▶ [PASSAGE PROVIDED]:
What if the good pollen supplement you purchase is better nutritionally than the pollen available?
Not all supplements are equal, some have had alot of research done in their formulation.

Crazy Roland


----------



## jmgi (Jan 15, 2009)

I find it hard to believe that natural pollen is difficient in the essential nutrients that bees need to be healthy, as long as they are able to collect all the various pollens available during the season. I have read somewhere that dandelion lacks one or more essential nutrients, and there probably are some others too. Bees that are moved around during the season to pollinate different crops may be the ones to suffer from a lack of some nutrients, as they are mostly exposed to only one type of pollen at a time for the most part all season long. Specially formulated pollen substitutes or supplements may be pretty close to natural in most nutrients, but I have to believe they are not complete either. John


----------



## Joseph Clemens (Feb 12, 2005)

jmgi,

Don't forget to consider that many of us keep honey bees in areas with the *potential* for a very wide variety of pollen and nectar sources, but they are very unreliable sources, because they are entirely dependent on infrequent and scattered Summer/Winter rains and temperatures. For instance, we had a few very nice rains within our forage range, this Summer, but where the temperatures usually drop subsequent to the rains, they did not, so the effect of the rains was entirely negated - hence no wildflower bloom and no additional pollen/nectar. Meaning an almost complete dearth of both nectar and pollen - continuing into the foreseeable future.

▶ [EXERCISE REQUIREMENTS]: Resume the forum thread on pollen supplements for honey bees from the point where it stops.

▶ [SUPPLIED MATERIAL]:

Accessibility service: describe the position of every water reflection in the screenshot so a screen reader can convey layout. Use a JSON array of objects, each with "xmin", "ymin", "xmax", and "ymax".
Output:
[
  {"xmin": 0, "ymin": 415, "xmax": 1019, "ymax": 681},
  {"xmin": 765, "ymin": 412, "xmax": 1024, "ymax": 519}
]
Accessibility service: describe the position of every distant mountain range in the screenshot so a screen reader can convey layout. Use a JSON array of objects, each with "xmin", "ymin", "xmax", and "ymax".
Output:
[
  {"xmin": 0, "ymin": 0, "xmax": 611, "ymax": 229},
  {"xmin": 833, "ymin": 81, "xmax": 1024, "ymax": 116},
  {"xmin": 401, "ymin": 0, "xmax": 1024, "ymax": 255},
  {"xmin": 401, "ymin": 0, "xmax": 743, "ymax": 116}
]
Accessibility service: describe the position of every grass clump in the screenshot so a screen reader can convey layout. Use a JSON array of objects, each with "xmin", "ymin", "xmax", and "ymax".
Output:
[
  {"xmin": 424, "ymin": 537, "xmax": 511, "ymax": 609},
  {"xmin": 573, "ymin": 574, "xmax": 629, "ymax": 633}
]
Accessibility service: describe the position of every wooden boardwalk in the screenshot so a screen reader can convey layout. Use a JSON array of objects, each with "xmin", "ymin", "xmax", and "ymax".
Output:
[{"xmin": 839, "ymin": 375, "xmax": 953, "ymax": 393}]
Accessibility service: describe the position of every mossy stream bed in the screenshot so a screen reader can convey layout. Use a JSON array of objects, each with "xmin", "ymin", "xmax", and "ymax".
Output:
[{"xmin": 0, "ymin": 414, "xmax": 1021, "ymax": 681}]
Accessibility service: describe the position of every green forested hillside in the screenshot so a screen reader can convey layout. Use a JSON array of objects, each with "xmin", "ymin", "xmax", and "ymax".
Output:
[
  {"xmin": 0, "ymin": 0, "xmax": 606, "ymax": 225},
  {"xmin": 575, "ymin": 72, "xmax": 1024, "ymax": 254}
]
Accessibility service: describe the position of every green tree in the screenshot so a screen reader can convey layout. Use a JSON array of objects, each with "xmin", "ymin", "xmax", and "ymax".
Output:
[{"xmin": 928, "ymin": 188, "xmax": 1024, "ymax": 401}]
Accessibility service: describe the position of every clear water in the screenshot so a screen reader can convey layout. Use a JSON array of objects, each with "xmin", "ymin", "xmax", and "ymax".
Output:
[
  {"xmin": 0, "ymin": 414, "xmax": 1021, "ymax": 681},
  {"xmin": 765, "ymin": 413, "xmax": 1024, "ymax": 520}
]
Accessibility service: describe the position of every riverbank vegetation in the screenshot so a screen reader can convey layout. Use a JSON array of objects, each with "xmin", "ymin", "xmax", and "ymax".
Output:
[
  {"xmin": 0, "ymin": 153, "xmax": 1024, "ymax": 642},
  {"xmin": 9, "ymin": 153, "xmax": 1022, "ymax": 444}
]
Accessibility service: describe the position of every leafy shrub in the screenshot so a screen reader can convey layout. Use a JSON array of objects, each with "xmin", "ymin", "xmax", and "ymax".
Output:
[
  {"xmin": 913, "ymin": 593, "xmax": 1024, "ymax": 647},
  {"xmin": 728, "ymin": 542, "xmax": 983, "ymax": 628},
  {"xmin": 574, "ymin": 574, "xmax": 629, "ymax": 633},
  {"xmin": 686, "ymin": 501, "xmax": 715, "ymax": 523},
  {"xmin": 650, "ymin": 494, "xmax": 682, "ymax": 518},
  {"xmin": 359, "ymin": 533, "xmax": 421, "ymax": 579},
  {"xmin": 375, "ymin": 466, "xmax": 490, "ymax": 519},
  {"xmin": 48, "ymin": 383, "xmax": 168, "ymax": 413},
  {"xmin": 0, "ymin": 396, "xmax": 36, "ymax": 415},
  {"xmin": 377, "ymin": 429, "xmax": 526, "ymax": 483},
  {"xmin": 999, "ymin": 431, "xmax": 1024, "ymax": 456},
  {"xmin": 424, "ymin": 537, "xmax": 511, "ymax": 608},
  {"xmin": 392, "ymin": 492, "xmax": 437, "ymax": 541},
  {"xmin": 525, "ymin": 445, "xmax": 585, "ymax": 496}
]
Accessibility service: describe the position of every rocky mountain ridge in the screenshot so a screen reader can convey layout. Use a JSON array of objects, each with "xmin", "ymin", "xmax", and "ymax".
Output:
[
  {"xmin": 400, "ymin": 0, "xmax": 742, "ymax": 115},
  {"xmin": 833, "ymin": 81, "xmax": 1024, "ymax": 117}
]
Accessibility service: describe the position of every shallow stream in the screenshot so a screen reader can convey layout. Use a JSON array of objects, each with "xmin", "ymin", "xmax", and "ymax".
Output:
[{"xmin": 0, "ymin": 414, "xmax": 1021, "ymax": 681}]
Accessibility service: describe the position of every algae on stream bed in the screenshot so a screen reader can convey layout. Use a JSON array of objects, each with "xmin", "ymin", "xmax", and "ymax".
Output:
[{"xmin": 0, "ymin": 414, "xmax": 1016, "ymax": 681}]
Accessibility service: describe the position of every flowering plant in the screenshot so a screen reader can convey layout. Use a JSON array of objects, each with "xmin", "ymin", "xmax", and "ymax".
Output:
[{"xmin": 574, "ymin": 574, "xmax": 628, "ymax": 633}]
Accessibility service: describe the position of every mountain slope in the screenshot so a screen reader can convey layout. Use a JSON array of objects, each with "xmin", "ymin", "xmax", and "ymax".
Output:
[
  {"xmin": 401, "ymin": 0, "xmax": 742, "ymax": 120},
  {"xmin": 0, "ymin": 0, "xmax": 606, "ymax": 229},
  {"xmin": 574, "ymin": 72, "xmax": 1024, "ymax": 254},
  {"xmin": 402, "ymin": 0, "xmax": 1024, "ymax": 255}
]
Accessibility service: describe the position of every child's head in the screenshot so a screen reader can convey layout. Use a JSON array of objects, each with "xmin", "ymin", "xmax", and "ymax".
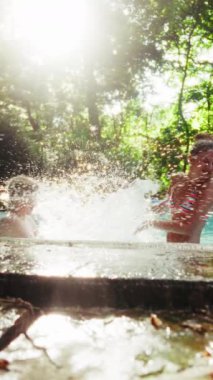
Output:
[
  {"xmin": 7, "ymin": 175, "xmax": 38, "ymax": 214},
  {"xmin": 189, "ymin": 133, "xmax": 213, "ymax": 175}
]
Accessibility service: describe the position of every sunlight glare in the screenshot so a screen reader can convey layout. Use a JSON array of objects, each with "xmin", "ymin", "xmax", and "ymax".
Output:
[{"xmin": 12, "ymin": 0, "xmax": 91, "ymax": 58}]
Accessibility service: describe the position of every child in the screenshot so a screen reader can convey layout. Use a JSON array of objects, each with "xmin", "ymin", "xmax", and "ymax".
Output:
[
  {"xmin": 136, "ymin": 133, "xmax": 213, "ymax": 243},
  {"xmin": 0, "ymin": 175, "xmax": 38, "ymax": 238}
]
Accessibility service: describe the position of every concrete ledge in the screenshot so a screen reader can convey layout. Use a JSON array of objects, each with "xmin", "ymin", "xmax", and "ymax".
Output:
[{"xmin": 0, "ymin": 273, "xmax": 213, "ymax": 310}]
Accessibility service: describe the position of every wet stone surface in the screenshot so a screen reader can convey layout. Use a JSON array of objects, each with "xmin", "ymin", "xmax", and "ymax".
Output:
[
  {"xmin": 0, "ymin": 241, "xmax": 213, "ymax": 281},
  {"xmin": 0, "ymin": 242, "xmax": 213, "ymax": 380}
]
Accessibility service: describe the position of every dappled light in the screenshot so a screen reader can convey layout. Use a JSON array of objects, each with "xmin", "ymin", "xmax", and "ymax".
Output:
[{"xmin": 0, "ymin": 0, "xmax": 213, "ymax": 380}]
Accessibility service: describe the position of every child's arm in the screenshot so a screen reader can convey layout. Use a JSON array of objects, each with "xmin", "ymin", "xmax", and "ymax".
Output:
[{"xmin": 135, "ymin": 220, "xmax": 194, "ymax": 235}]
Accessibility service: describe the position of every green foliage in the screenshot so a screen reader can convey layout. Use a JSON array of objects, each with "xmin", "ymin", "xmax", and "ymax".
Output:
[{"xmin": 0, "ymin": 0, "xmax": 213, "ymax": 186}]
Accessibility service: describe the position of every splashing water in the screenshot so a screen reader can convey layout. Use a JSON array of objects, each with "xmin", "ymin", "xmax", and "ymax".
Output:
[{"xmin": 35, "ymin": 176, "xmax": 163, "ymax": 241}]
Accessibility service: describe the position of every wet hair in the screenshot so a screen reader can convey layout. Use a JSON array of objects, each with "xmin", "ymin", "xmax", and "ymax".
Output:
[
  {"xmin": 7, "ymin": 175, "xmax": 38, "ymax": 199},
  {"xmin": 190, "ymin": 133, "xmax": 213, "ymax": 156}
]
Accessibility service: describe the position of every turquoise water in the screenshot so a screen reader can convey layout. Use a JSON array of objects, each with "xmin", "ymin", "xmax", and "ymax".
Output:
[
  {"xmin": 201, "ymin": 217, "xmax": 213, "ymax": 244},
  {"xmin": 0, "ymin": 211, "xmax": 213, "ymax": 245}
]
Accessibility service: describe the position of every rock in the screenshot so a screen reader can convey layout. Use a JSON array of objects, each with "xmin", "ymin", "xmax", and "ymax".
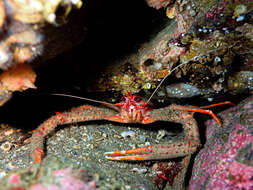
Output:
[
  {"xmin": 0, "ymin": 158, "xmax": 97, "ymax": 190},
  {"xmin": 190, "ymin": 96, "xmax": 253, "ymax": 190}
]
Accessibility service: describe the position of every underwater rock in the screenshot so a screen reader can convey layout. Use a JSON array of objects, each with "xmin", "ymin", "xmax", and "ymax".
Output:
[
  {"xmin": 190, "ymin": 96, "xmax": 253, "ymax": 190},
  {"xmin": 0, "ymin": 159, "xmax": 98, "ymax": 190},
  {"xmin": 228, "ymin": 71, "xmax": 253, "ymax": 93},
  {"xmin": 166, "ymin": 83, "xmax": 201, "ymax": 98}
]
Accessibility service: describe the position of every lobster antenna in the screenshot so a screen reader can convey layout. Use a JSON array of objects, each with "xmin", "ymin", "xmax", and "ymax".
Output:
[
  {"xmin": 50, "ymin": 93, "xmax": 115, "ymax": 107},
  {"xmin": 147, "ymin": 62, "xmax": 187, "ymax": 104}
]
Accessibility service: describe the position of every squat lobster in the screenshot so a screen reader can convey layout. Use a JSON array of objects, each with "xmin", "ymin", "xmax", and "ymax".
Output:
[{"xmin": 31, "ymin": 92, "xmax": 233, "ymax": 163}]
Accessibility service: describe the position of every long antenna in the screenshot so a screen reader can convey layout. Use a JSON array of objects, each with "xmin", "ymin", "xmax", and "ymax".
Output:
[
  {"xmin": 147, "ymin": 62, "xmax": 187, "ymax": 104},
  {"xmin": 50, "ymin": 93, "xmax": 115, "ymax": 107}
]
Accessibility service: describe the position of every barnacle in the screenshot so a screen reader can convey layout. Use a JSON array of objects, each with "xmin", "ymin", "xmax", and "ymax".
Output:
[
  {"xmin": 146, "ymin": 0, "xmax": 173, "ymax": 9},
  {"xmin": 0, "ymin": 64, "xmax": 36, "ymax": 92},
  {"xmin": 1, "ymin": 141, "xmax": 13, "ymax": 152},
  {"xmin": 8, "ymin": 0, "xmax": 82, "ymax": 24}
]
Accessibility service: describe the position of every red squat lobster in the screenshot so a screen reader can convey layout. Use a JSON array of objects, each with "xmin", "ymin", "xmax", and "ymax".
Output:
[{"xmin": 31, "ymin": 90, "xmax": 232, "ymax": 163}]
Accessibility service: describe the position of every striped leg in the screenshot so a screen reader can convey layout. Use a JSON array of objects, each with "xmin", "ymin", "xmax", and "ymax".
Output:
[
  {"xmin": 105, "ymin": 105, "xmax": 200, "ymax": 160},
  {"xmin": 31, "ymin": 105, "xmax": 115, "ymax": 163}
]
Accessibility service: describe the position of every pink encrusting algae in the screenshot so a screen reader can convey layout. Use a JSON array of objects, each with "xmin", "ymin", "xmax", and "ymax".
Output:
[{"xmin": 190, "ymin": 97, "xmax": 253, "ymax": 190}]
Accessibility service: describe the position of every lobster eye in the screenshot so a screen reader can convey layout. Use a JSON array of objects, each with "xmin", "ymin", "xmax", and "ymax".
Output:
[
  {"xmin": 134, "ymin": 96, "xmax": 141, "ymax": 103},
  {"xmin": 121, "ymin": 96, "xmax": 126, "ymax": 102}
]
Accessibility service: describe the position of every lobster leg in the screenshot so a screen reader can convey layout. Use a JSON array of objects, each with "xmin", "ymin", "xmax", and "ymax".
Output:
[
  {"xmin": 105, "ymin": 105, "xmax": 200, "ymax": 160},
  {"xmin": 31, "ymin": 105, "xmax": 116, "ymax": 163}
]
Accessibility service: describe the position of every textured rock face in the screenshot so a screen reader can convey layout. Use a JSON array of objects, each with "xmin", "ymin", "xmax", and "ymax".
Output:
[{"xmin": 190, "ymin": 96, "xmax": 253, "ymax": 190}]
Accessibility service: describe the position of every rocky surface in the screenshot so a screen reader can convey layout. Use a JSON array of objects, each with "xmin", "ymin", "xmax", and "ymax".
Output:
[
  {"xmin": 190, "ymin": 96, "xmax": 253, "ymax": 190},
  {"xmin": 0, "ymin": 116, "xmax": 189, "ymax": 189}
]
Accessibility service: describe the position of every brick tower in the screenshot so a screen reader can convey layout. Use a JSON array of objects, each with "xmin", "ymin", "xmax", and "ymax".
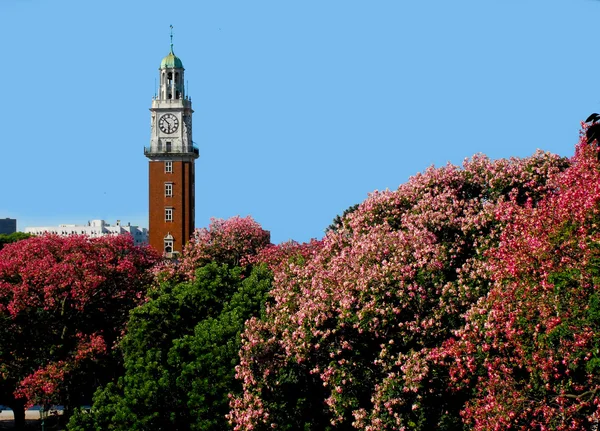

▶ [EXERCISE ANSWER]:
----------



## kbfarms (Jan 28, 2010)

I feed Megabee patties in the fall made with 2:1 syrup and a bit of vegetable oil. My bees are all over it. I'd rather feed a pollen sub and know they have something, rather than feed nothing and not know. As stated earlier, pollen sources can be very unreliable and and nutritionally variable. I figure if the bees need it, they will consume it. My bee losses in the spring are usually 10%-20%. I don't think that is bad. We have been treatment free for 10 years and use open bottom and screened inner covers year round.


----------



## Gypsi (Mar 27, 2011)

I have 2 choices. Feed or let them starve. 

I'm feeding. Drought and dearth plus pests equals dead bees, been there done that. Feeding has already improved the health of my hive, they are putting up sugar water stores, the queen is laying again, the varroa count has dropped with a little help from powdered sugar, I haven't seen a shb on my sticky board in over a week, and in spite of the robber bees, my bees were calm and happily working away last night. And the droppings on my sticky - one wax moth, I chased it out. No larva...


----------



## muskratcreekhoney (Mar 30, 2010)

I have no doubt that if you are in a drought you must feed. I feel for you guys down south. I guess a more appropriat question is this:

What do you look for in a colony that suggests that they could use a little help from a substitute? How do you know that they are in need? i.e. 

1. Not seeing pollen being brought in for a certain period of time?
2. Only 1 frame (deep) of pollen?
3. Queen has shut down?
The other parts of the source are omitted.